**Data supplied**
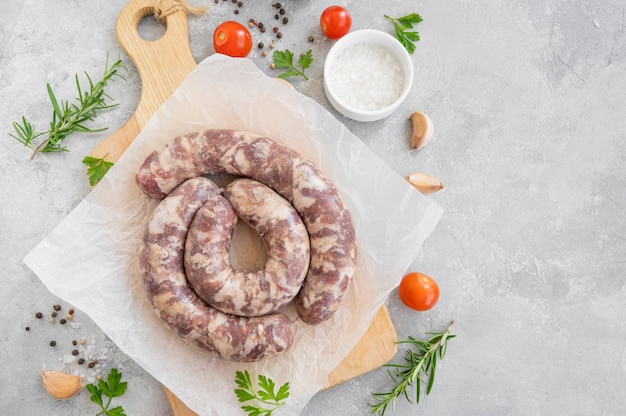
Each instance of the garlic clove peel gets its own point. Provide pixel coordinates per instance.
(61, 385)
(423, 130)
(424, 183)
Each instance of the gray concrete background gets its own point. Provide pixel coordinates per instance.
(528, 101)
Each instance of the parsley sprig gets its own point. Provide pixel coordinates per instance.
(266, 395)
(284, 59)
(96, 168)
(69, 118)
(112, 387)
(419, 363)
(402, 25)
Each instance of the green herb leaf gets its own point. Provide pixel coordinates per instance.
(69, 118)
(112, 387)
(402, 25)
(96, 394)
(306, 59)
(418, 364)
(265, 398)
(96, 168)
(284, 59)
(409, 20)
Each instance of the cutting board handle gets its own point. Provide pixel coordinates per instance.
(162, 64)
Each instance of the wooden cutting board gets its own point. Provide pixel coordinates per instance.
(163, 64)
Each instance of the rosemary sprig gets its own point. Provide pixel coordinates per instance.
(421, 361)
(69, 118)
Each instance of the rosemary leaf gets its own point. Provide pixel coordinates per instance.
(420, 362)
(69, 118)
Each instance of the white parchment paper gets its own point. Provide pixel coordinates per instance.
(90, 258)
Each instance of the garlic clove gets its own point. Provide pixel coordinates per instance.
(424, 183)
(61, 385)
(423, 129)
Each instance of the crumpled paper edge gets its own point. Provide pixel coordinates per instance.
(89, 259)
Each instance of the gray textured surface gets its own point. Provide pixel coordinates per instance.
(528, 101)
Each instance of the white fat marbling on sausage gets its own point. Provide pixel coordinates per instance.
(161, 263)
(207, 260)
(293, 177)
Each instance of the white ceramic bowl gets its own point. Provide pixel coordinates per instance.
(334, 91)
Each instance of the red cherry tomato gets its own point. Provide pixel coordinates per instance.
(335, 22)
(232, 39)
(418, 291)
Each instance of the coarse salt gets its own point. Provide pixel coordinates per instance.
(367, 76)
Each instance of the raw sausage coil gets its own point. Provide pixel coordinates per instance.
(207, 259)
(328, 222)
(229, 337)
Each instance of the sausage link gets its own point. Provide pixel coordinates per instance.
(161, 260)
(328, 222)
(207, 259)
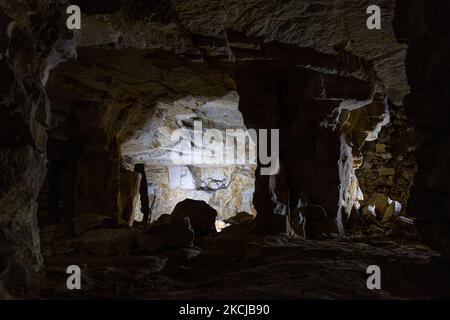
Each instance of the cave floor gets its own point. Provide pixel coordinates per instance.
(237, 264)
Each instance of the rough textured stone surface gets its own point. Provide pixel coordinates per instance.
(28, 49)
(423, 26)
(201, 216)
(307, 67)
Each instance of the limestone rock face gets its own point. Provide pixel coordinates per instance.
(201, 216)
(29, 43)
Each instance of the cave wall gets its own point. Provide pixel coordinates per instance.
(425, 27)
(30, 44)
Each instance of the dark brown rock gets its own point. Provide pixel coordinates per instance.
(202, 217)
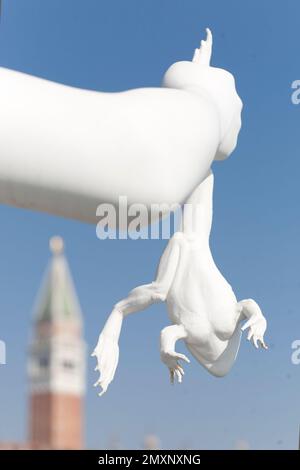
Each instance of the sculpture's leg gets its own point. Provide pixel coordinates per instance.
(256, 323)
(169, 356)
(107, 349)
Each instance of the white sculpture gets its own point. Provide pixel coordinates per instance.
(201, 304)
(66, 150)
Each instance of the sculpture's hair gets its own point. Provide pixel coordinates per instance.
(202, 55)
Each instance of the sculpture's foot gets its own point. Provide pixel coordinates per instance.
(107, 354)
(256, 323)
(171, 359)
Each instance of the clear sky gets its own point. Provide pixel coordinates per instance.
(114, 45)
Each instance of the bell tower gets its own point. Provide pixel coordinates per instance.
(56, 366)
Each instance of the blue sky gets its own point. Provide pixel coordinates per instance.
(114, 45)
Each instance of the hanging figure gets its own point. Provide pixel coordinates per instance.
(202, 307)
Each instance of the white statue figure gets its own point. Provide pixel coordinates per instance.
(201, 304)
(65, 150)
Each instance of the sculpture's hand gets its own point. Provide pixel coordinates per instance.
(107, 350)
(257, 325)
(171, 358)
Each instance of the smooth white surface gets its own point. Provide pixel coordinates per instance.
(202, 307)
(65, 150)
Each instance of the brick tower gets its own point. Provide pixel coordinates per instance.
(56, 366)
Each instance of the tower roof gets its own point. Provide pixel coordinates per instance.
(57, 300)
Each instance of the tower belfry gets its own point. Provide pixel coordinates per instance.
(57, 360)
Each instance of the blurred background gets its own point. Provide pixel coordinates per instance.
(115, 45)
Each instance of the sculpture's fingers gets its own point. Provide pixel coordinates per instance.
(180, 369)
(250, 334)
(262, 343)
(178, 374)
(182, 357)
(248, 323)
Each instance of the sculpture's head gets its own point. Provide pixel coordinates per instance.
(216, 84)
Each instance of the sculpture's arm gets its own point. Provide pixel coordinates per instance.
(107, 349)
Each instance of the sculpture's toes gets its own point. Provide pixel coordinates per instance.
(171, 358)
(107, 354)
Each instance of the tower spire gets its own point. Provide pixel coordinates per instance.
(57, 359)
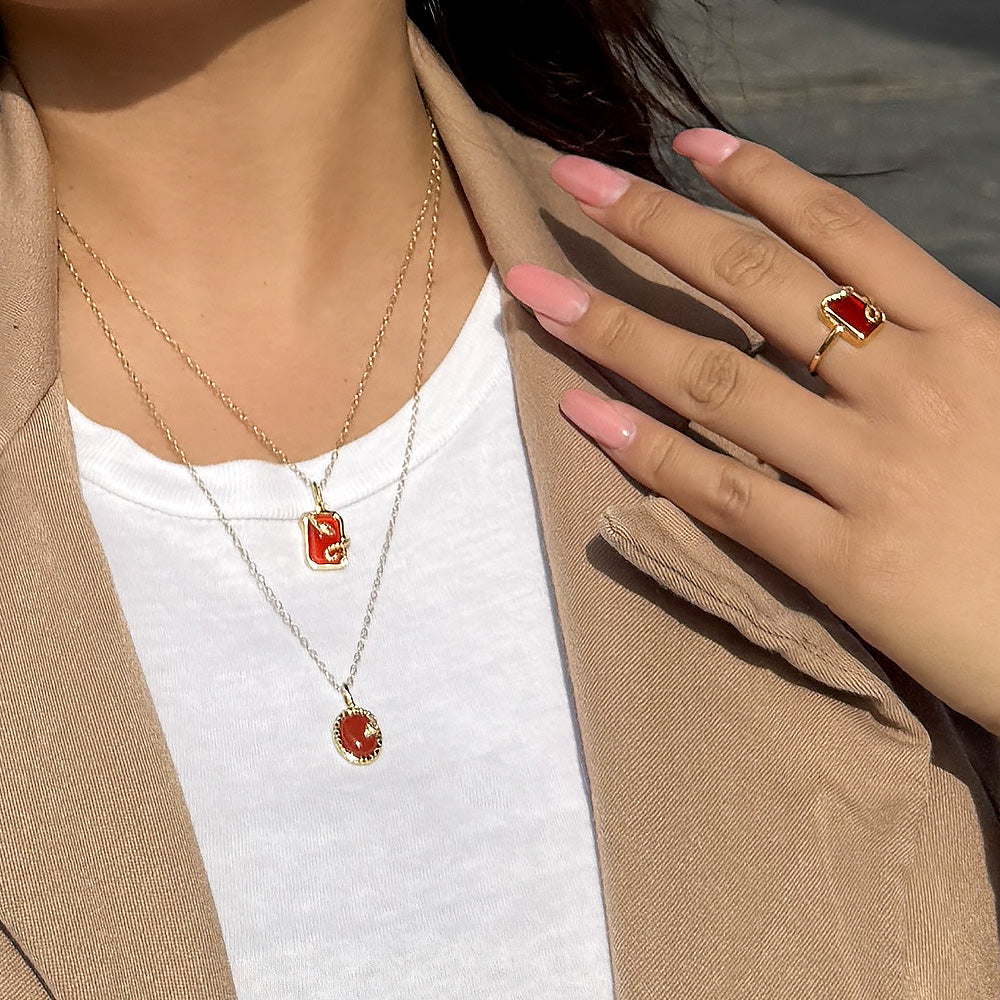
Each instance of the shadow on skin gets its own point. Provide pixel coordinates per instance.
(180, 39)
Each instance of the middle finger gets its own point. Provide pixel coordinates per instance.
(710, 382)
(741, 264)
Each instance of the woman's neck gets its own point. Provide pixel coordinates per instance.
(270, 135)
(252, 169)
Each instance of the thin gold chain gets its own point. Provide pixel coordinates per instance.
(223, 396)
(258, 577)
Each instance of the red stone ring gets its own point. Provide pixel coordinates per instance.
(849, 315)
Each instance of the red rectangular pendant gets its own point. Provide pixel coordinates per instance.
(324, 538)
(856, 313)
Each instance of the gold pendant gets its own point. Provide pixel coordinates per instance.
(323, 536)
(356, 733)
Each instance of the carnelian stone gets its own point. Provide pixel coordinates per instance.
(851, 310)
(358, 734)
(322, 542)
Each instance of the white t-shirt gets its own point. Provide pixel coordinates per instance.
(461, 863)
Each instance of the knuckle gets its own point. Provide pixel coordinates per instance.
(663, 458)
(731, 496)
(836, 212)
(613, 333)
(748, 260)
(713, 377)
(644, 215)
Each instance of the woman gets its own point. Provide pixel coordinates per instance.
(782, 804)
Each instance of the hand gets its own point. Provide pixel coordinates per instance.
(893, 520)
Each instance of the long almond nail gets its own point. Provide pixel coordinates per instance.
(600, 419)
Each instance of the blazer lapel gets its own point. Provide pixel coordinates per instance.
(101, 883)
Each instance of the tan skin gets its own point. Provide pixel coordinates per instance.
(252, 170)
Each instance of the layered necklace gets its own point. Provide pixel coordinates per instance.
(356, 732)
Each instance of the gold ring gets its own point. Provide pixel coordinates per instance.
(850, 316)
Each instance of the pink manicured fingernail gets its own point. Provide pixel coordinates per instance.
(602, 420)
(590, 181)
(706, 145)
(547, 292)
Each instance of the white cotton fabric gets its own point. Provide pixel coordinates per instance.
(462, 862)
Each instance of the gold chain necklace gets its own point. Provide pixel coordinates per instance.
(356, 732)
(325, 542)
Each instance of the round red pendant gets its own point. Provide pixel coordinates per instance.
(357, 736)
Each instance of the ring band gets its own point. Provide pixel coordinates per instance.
(850, 316)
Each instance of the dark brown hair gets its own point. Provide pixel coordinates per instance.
(595, 77)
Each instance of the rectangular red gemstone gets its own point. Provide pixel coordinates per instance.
(324, 532)
(852, 310)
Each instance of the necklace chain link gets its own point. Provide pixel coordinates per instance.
(431, 203)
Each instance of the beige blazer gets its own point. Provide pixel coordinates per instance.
(777, 813)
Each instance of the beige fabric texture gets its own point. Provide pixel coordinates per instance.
(779, 813)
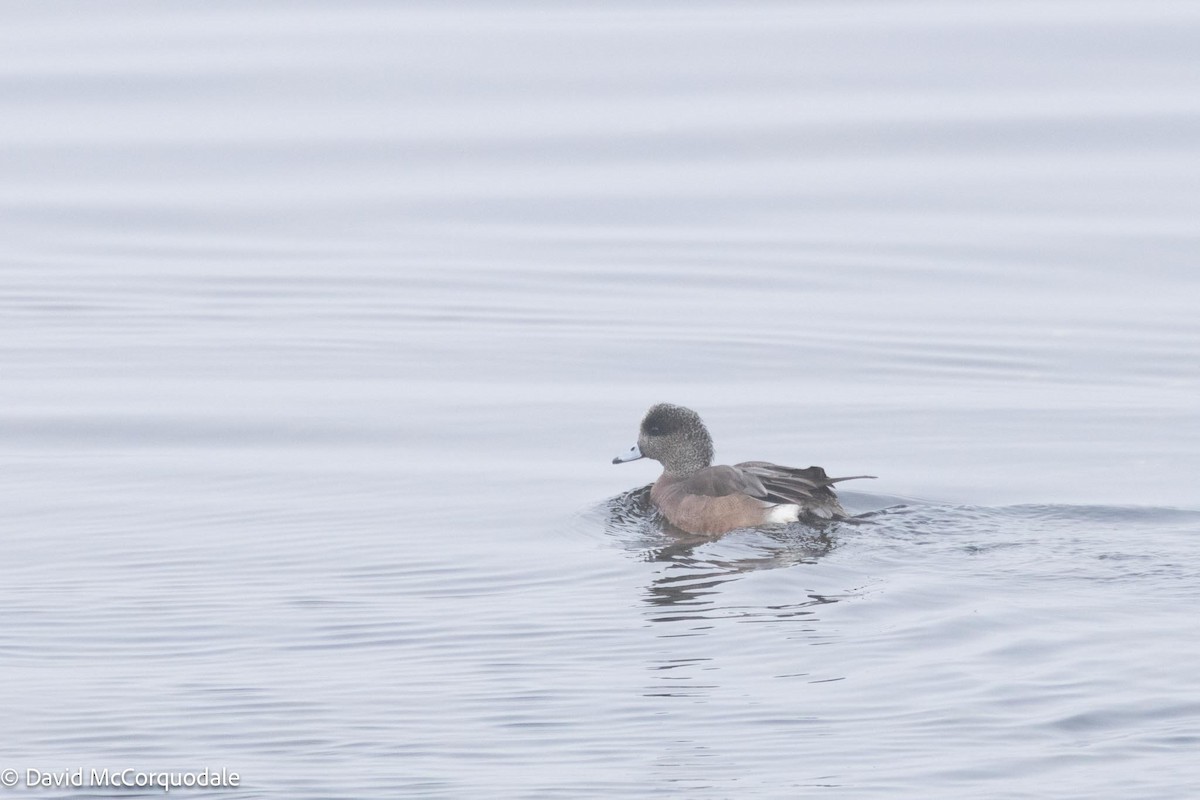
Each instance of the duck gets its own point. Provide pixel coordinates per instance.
(700, 498)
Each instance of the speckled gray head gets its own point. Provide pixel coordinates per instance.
(675, 437)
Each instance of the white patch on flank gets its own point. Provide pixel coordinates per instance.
(780, 513)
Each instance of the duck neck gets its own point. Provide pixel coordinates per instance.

**Aim of the task**
Copy out all the records exactly, excluding pictures.

**Completed exercise**
Each instance of the garlic clove peel gets its own point. Provide pixel coordinates per instance.
(61, 385)
(423, 130)
(424, 183)
Each instance of the gray concrete background gets its own point. Provide pixel coordinates per instance.
(528, 101)
Each instance of the parsley sprig gets its own point. Provide pixel coordinates per instance.
(266, 395)
(284, 59)
(96, 168)
(69, 118)
(112, 387)
(419, 363)
(402, 25)
Each instance of the green herb leaf gets its own point. Provide pixel coordinates per instance.
(69, 118)
(112, 387)
(402, 25)
(96, 394)
(306, 59)
(418, 364)
(265, 398)
(96, 168)
(284, 59)
(409, 20)
Each instance of the cutting board handle gets its own point. Provide pixel coordinates per instance.
(162, 64)
Each instance of the wooden cutting board gets its own point. Provide pixel coordinates per instance.
(163, 64)
Each instance of the rosemary sprig gets its own point. Provide pixel coordinates per instance.
(421, 361)
(69, 118)
Each instance of the rosemary leaf gets its own point. Provide pixel coordinates per instance.
(420, 362)
(69, 118)
Each instance of the white parchment paper gets its own point. Provide pixel coordinates per instance.
(90, 258)
Each instance of the garlic clove gets its own point. Provide pixel coordinates per instance.
(424, 183)
(61, 385)
(423, 129)
Each instance of the crumpled paper edge gets its own point. Provide pixel coordinates per instance.
(89, 259)
Each instance of the gray textured surface gets its own point. Provide pixel coordinates per instance.
(528, 101)
Each instance of the white fat marbling on sausage gets its own point. Provide pixel coordinates per instance.
(161, 263)
(207, 260)
(293, 177)
Each instance of the white ceramic bowl gets its own point. Provide pixel coordinates per instance.
(334, 91)
Each instance of the red cherry tomato gets its own point. Provide pixel coordinates per instance.
(335, 22)
(232, 39)
(418, 291)
Each instance of the coarse salt gets its own point. Provide pixel coordinates per instance.
(367, 76)
Each instance of the raw sausage coil gets its own point. Provide pixel coordinates per instance.
(207, 259)
(328, 222)
(229, 337)
Each instance of the sausage link gets its own point. Provide pixel coordinates per instance.
(161, 260)
(328, 222)
(207, 259)
Each instance of the cave floor gets its own point. Provide pixel coordinates per instance.
(237, 264)
Each instance of the rough textured stone surface gets its own point. Provide pixel coordinates per instance.
(28, 49)
(423, 26)
(201, 216)
(307, 67)
Each instance of the limestone rock face gets its own point. Provide pixel coordinates per instance.
(201, 216)
(29, 43)
Each instance of the cave wall gets its own point. Provide pixel coordinates per instance.
(425, 27)
(30, 44)
Each instance of the dark brown rock gets its own point. Provide pixel coordinates per instance.
(202, 217)
Each instance of the sculpture's leg gets its own point. Provide pixel coordinates per instance.
(256, 323)
(169, 356)
(107, 349)
Each instance of the white sculpture gets its own point. Provide pixel coordinates per instance.
(201, 304)
(66, 150)
Each instance of the sculpture's hair gets its own point. Provide pixel coordinates per instance.
(202, 55)
Each instance of the sculpture's foot gets its own point. Provide pixel coordinates per instance.
(107, 354)
(256, 323)
(171, 359)
Each instance of the clear sky gets its own point. Provide pixel coordinates per instance.
(114, 45)
Each instance of the bell tower gets its own point. Provide pixel coordinates per instance.
(56, 366)
Each instance of the blue sky gets its own point. Provide pixel coordinates per instance.
(114, 45)
Each instance of the hanging figure gets its own point. Provide pixel coordinates per instance.
(202, 307)
Each instance of the white statue figure gets its own point. Provide pixel coordinates per instance.
(201, 304)
(65, 150)
Each instance of the sculpture's hand gets its own point. Provide pixel coordinates per instance.
(107, 350)
(257, 325)
(171, 358)
Each instance of the smooth white surface gets its own point. Provide pixel coordinates per instance.
(202, 307)
(65, 150)
Each instance of the brick tower gets its own point. Provide pixel coordinates per instance.
(56, 366)
Each instance of the tower roof gets its own point. Provide pixel coordinates per instance.
(57, 300)
Each instance of the tower belfry gets its own point. Provide pixel coordinates per instance.
(57, 360)
Each instance of the blurred background gets its own point. Provide pixel coordinates per instance.
(115, 45)
Each instance of the sculpture's fingers gets its own point. Provide pixel coordinates per instance.
(180, 369)
(250, 334)
(262, 343)
(178, 374)
(182, 357)
(248, 323)
Each instance of the sculpture's head gets its own point. Provide pixel coordinates per instance.
(216, 84)
Each instance of the sculpture's arm gets its own point. Provide pixel coordinates per instance.
(107, 349)
Each instance of the sculpture's toes gets its own point. Provide pixel coordinates per instance.
(171, 358)
(107, 354)
Each instance of the tower spire gets its own point. Provide pixel coordinates per instance.
(57, 359)
Each instance of the shadow on skin gets its own point. Provide pixel coordinates per instance.
(180, 39)
Each instance of the middle finger gets its own point. Provide pixel coordinates per instance.
(710, 382)
(741, 264)
Each instance of the woman's neck gets its own point. Provide pixel coordinates per instance.
(270, 135)
(252, 169)
Each instance of the thin gold chain gets its own point. Provide pixel coordinates per instance.
(223, 396)
(258, 577)
Each instance of the red stone ring gets its own point. Provide pixel coordinates per instance.
(849, 315)
Each instance of the red rectangular pendant gets its own point. Provide pixel coordinates per instance.
(324, 538)
(856, 313)
Each instance of the gold pendant gets its own point. Provide pixel coordinates per instance.
(323, 536)
(356, 733)
Each instance of the carnelian stone gets its own point. Provide pixel coordinates per instance.
(851, 310)
(358, 734)
(322, 542)
Each instance of the white t-shirt gets its own point. Provide pixel coordinates per instance.
(461, 863)
Each instance of the knuckle gets its own point. Provide pixel coordinates per instance.
(663, 458)
(731, 496)
(836, 212)
(613, 333)
(748, 260)
(713, 377)
(644, 215)
Each instance of the woman gets its own point. Provide pixel coordinates per instance.
(782, 804)
Each instance of the hand gets its own point. Provide pixel coordinates per instance.
(893, 520)
Each instance of the long almond nail gets its own point. Provide pixel coordinates per instance.
(600, 419)
Each instance of the blazer lapel gets its own point. Provide pixel coordinates per instance.
(101, 883)
Each instance of the tan skin gets its own point. Provide pixel coordinates per instance.
(252, 170)
Each instance of the layered necklace gets its own point. Provide pixel coordinates per instance.
(356, 732)
Each instance of the gold ring gets its own point. Provide pixel coordinates per instance.
(850, 316)
Each instance of the pink manicured fingernail gets its own point. Provide pixel coordinates per instance.
(602, 420)
(590, 181)
(706, 145)
(547, 292)
Each instance of the white cotton fabric gets its own point. Provide pixel coordinates per instance.
(462, 862)
Each instance of the gold chain necklace gets its own point. Provide pixel coordinates per instance.
(356, 732)
(325, 542)
Each instance of the round red pendant gets its own point. Provide pixel coordinates per instance.
(357, 736)
Each instance of the ring band gets its own point. Provide pixel coordinates per instance.
(850, 316)
Each instance of the dark brown hair gets its own point. Provide pixel coordinates per instance.
(595, 77)
Each instance of the rectangular red gemstone gets its own point. Provide pixel coordinates per instance.
(324, 532)
(852, 310)
Each instance of the necklace chain link gets its own point. Provide pixel coordinates per instance.
(431, 203)
Each instance of the beige blazer gets its own point. Provide pixel coordinates per instance.
(777, 813)
Each instance of the beige fabric texture gets its own point. Provide pixel coordinates per instance.
(779, 813)
Each instance of the duck gets its own point. Provide pixel coordinates per instance.
(700, 498)
Each instance of the speckled gray head gets its own point. Provide pixel coordinates per instance.
(675, 437)
Each instance of the white patch on flank gets its own point. Provide pixel coordinates per instance.
(780, 513)
Each instance of the duck neck gets its own point. Provide pixel coordinates per instance.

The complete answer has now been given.